▶ _Extract provided_
#####

Development of melflufen
In the late-1990s, a group of Swedish researchers based at the Karolinska Institute developed a series of cancer fighting molecules given the series name J1 to J6 that built on research into alkylating agents undertaken by Italian scientists in the 1970s. The ‘J’ recognized the contribution of one of the lead researchers, Dr Joachim Gullbo of Uppsala University, Sweden.
The molecule ‘J1’ was identified as having the most potential to deliver higher levels of cancer fighting alkylating agents to cancer cells and and is now called melflufen.
Pre-clinical research showed melflufen delivered significantly lower rates of tumour growth when compared to alkylating agents commonly used in cancer treatment. The overrepresentation of certain enzymes in cancer cells, including a family of enzymes known as peptidases, was identified early as the reason for melflufens ability to rapidly increase the presence of cancer fighting molecules in cancer cells.
Clinical Development Phases for Treatment of Late-stage Multiple Myeloma
Given the history of using alkylators in treating multiple myeloma, it was decided that the clinical development phase for melflufen would focus on patients with late-stage multiple myeloma.
A Phase 2 clinical trial was undertaken with the aim of studying the efficacy and safety of melflufen in late-stage relapsed and refractory multiple myeloma patients. This study was conducted with the support of seven collaborating institutions (in the US and Europe), including Harvard University’s Dana-Farber Cancer Institute.
Results from the Phase 2 study showed that 48% of patients were progression-free of their cancer at six months and 13.7% at twelve months. The Phase 2 study also showed a median survival time of 20.7 months for patients being treated with melflufen. This contrasts with data from other studies on the current standard of care, pomalidomide, where the median survival time is 12.4 months.
The Phase 2 study results also showed that when compared to available data on standard of care, melflufen demonstrated a significantly lower incidence of those side effects that substantially reduce the day-to-day quality of life in late-stage relapsed and refractory multiple myeloma patients.

#####

▶ _Data listing_
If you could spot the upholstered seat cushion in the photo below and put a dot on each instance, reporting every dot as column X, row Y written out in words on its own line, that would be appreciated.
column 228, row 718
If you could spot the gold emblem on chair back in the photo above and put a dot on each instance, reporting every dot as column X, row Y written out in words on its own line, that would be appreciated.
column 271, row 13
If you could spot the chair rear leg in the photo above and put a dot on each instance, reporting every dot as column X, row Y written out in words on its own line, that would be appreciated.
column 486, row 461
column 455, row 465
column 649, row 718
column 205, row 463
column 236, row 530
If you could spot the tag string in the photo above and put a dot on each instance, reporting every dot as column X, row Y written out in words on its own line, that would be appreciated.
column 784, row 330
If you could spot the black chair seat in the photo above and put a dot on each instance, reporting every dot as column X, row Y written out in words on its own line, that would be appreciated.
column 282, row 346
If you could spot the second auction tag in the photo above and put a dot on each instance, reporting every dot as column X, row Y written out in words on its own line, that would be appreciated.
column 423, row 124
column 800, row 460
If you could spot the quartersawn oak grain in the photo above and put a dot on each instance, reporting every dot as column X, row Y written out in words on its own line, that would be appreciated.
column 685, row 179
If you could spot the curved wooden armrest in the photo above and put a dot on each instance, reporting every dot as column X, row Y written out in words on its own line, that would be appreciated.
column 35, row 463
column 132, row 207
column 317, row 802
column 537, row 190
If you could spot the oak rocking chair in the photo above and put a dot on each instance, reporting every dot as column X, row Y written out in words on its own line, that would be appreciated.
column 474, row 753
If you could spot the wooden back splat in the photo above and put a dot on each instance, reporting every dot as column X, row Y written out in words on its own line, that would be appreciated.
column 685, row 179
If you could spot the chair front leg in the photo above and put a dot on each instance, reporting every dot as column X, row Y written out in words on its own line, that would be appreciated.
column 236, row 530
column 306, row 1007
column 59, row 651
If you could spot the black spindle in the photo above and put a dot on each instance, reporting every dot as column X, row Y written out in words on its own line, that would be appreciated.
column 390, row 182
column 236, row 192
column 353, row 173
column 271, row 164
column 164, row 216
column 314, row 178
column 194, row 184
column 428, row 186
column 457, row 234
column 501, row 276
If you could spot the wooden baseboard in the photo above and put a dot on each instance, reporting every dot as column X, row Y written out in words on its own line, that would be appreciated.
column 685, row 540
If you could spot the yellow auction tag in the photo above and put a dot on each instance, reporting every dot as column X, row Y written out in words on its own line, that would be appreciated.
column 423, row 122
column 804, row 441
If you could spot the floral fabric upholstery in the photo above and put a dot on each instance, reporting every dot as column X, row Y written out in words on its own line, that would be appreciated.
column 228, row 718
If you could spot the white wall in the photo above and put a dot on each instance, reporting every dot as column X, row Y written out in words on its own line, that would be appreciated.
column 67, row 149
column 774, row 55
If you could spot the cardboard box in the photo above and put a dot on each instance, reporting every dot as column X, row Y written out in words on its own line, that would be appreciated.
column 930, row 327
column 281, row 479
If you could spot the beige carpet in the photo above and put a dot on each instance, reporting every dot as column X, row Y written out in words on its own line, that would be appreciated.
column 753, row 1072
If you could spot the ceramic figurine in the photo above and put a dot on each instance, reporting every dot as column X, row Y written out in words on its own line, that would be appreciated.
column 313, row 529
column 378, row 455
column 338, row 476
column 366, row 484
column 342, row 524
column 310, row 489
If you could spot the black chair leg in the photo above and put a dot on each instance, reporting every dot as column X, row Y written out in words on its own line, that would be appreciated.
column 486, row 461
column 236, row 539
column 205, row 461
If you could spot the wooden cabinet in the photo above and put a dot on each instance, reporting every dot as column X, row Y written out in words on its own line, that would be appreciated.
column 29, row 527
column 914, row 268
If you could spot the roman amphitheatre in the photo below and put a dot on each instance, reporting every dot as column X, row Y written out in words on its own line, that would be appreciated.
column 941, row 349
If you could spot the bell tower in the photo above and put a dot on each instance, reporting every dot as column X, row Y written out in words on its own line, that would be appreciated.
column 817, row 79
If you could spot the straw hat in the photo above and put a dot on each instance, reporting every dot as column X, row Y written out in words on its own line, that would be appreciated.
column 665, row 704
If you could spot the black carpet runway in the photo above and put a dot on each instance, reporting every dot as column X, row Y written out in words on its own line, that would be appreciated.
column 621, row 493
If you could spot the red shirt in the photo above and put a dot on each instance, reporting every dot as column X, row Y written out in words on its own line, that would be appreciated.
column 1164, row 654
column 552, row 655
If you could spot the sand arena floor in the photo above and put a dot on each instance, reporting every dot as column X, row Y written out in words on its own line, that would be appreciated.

#####

▶ _Requirement 1_
Please restate the melflufen text starting at "Pre-clinical research showed" and ending at "in cancer cells.", replacing "tumour" with "tumor".
▶ _Requirement 2_
Turn the paragraph of the melflufen text that begins "Results from the Phase 2 study showed" into a short list that keeps its main facts.
▶ _Requirement 3_
Write the next part of the melflufen development text, picking up after its final sentence.

▶ _Task answer 1_
Pre-clinical research showed melflufen delivered significantly lower rates of tumor growth when compared to alkylating agents commonly used in cancer treatment. The overrepresentation of certain enzymes in cancer cells, including a family of enzymes known as peptidases, was identified early as the reason for melflufens ability to rapidly increase the presence of cancer fighting molecules in cancer cells.

▶ _Task answer 2_
- 48% of patients were progression-free at six months; 13.7% at twelve months.
- Median survival with melflufen was 20.7 months.
- Other studies of the current standard of care, pomalidomide, show a median survival of 12.4 months.

▶ _Task answer 3_
Results of the Phase 2 clinical study were presented to the US FDA in July 2016. Additional melflufen clinical data was presented at the European Hematology Association conference in Stockholm, Sweden, in June 2018.
In the course of 2015, melflufen received Orphan Drug Status in both the US and Europe.
The regulatory path ahead
The initiated filing process in the US for accelerated approval for melflufen for the treatment of RRMM patients with triple-class refractory disease based on data from the ongoing pivotal phase 2-study called HORIZON. It is the first step in building a potential label for melflufen within myeloma. A potential accelerated approval results in a regulatory approval that later needs to be confirmed with clinical data from a randomized trial. Both OCEAN and LIGHTHOUSE can independently act as confirmatory trials for a potential accelerated approval. Additionally, both OCEAN and LIGHTHOUSE – assuming positive outcome from the trials – can result in broadening of the label into less advanced RRMM patient populations (both trials) as well as in combination with daratumumab (LIGHTHOUSE).
Oncopeptides has collaborated with leading experts and held discussions with governing medical agencies and professional bodies in the US and Europe to create the development program for melflufen in RRMM. Upon receiving approval of the phase 3 OCEAN study design through the FDA Special Protocol Assessment in August 2016, detailed preparations commenced for the development program of melflufen. The program aims to fully characterize melflufen in the treatment of RRMM and thereby maximize the product candidate’s market potential.
The OCEAN phase 3 trial is expected to lay the foundation for an application for melflufen late 2020. The application can act as a confirmatory trial after a potential accelerated approval – including label extension into RRMM patients with only single class refractory disease (compared to the potential accelerated approval for the treatment of RRMM patients with triple-class refractory disease) – as well as act as an independent application for market authorization across markets.
Further Indications for melflufen
Beyond the treatment of relapsed and refractory multiple myeloma, pre-clinical studies suggest that melflufen may also be effective in a wide range of cancer indications. Oncopeptides is currently investigating the possibility of clinical studies in the high-dose setting in conjunction with bone marrow transplantation in multiple myeloma patients, also in the treatment of amyloidosis and of non-Hodgkin’s lymphoma. All these indications are examples of where alkylating agents are currently used, and where melflufen may show enhased efficacy and/or safety.